Problem statement » Return the records below exactly as they are written.

(Source data)

------------------------------------------------

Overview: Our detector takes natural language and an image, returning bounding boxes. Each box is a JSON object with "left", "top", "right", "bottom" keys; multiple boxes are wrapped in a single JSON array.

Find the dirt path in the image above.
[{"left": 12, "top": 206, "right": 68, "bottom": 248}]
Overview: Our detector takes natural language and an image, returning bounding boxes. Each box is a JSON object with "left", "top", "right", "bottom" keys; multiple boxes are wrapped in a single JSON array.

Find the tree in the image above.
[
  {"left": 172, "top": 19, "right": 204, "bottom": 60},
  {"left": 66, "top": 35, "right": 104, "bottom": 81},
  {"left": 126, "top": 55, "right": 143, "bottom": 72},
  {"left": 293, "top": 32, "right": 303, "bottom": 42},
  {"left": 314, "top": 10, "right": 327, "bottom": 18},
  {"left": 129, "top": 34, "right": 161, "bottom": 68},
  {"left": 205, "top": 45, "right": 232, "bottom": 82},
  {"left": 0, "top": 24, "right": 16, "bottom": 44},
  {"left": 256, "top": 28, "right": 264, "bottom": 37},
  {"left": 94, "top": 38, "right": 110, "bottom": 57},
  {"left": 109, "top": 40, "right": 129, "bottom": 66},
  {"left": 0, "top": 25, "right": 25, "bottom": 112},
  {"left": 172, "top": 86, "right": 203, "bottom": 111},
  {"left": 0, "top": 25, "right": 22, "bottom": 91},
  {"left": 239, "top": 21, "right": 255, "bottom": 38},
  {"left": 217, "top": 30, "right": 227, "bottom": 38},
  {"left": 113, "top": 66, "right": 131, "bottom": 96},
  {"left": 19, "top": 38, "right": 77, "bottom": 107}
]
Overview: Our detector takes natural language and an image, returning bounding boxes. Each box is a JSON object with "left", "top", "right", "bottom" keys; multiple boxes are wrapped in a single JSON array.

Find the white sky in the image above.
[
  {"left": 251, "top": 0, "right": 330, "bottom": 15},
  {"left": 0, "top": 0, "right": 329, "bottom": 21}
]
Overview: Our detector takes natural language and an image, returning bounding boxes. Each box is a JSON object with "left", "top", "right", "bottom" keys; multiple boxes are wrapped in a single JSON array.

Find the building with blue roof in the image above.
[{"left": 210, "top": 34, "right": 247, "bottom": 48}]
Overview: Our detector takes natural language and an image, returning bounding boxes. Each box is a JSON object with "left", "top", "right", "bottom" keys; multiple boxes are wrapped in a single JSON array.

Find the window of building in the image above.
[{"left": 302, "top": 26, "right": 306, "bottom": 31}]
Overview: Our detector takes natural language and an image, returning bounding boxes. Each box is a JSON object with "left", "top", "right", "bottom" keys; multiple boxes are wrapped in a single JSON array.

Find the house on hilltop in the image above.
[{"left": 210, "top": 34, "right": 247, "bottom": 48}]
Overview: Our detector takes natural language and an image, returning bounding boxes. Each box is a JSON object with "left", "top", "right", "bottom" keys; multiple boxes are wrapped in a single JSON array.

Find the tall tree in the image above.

------------------------------------------------

Task response »
Overview: Our detector takes natural language and an image, returning bounding boxes. Each box is a JSON object with "left", "top", "right", "bottom" keys; multiple boxes are wrapped in a single JSON array.

Find the dirt path in the image above.
[{"left": 12, "top": 206, "right": 68, "bottom": 248}]
Overview: Our detector takes natural language and an image, returning bounding boxes. Each box is a JSON object with "left", "top", "right", "bottom" keys; multiple boxes are wrapped in a single JSON array.

Find the tree in the image above.
[
  {"left": 172, "top": 19, "right": 204, "bottom": 60},
  {"left": 66, "top": 35, "right": 104, "bottom": 81},
  {"left": 126, "top": 55, "right": 143, "bottom": 72},
  {"left": 293, "top": 32, "right": 303, "bottom": 42},
  {"left": 314, "top": 10, "right": 327, "bottom": 18},
  {"left": 129, "top": 34, "right": 161, "bottom": 68},
  {"left": 205, "top": 45, "right": 232, "bottom": 82},
  {"left": 0, "top": 24, "right": 16, "bottom": 44},
  {"left": 256, "top": 28, "right": 264, "bottom": 37},
  {"left": 94, "top": 38, "right": 110, "bottom": 57},
  {"left": 109, "top": 40, "right": 129, "bottom": 66},
  {"left": 0, "top": 25, "right": 25, "bottom": 112},
  {"left": 172, "top": 86, "right": 203, "bottom": 111},
  {"left": 0, "top": 25, "right": 22, "bottom": 91},
  {"left": 239, "top": 21, "right": 255, "bottom": 38},
  {"left": 217, "top": 30, "right": 227, "bottom": 38},
  {"left": 113, "top": 66, "right": 131, "bottom": 96},
  {"left": 19, "top": 38, "right": 77, "bottom": 107}
]
Overview: Our detector takes natural language and an image, returning bounding boxes. Each box is a JSON object with "left", "top", "right", "bottom" keys; multiple boxes are wrapped in a single JSON array.

Find the white sky in the image above.
[
  {"left": 251, "top": 0, "right": 330, "bottom": 15},
  {"left": 0, "top": 0, "right": 329, "bottom": 21}
]
Overview: Our detector takes natural language and an image, returning bounding boxes. Each box is a JSON object with "left", "top", "right", "bottom" keys; multiple boxes are wrapped in a single JSON array.

Find the building with blue roof in the image above.
[{"left": 210, "top": 34, "right": 247, "bottom": 48}]
Overview: Our detector takes natural language and an image, returning bounding boxes. Each box is a JSON object with "left", "top", "right", "bottom" keys; multiple boxes are wrapped in a single JSON array.

Find the window of building in the image above.
[{"left": 302, "top": 26, "right": 306, "bottom": 31}]
Overview: Our detector takes natural language and an image, returning bounding boxes. Each box is a JSON object with "left", "top", "right", "bottom" keys; multiple boxes are wrapped in a single JSON array.

Find the house on hilltop in the image above.
[{"left": 210, "top": 34, "right": 247, "bottom": 48}]
Overview: Our detector takes natural language and an image, returning bounding boxes. Each box is a JSON object with "left", "top", "right", "bottom" keys; multiple boxes are wrapped in a single JSON array.

Find the tall tree in the image above.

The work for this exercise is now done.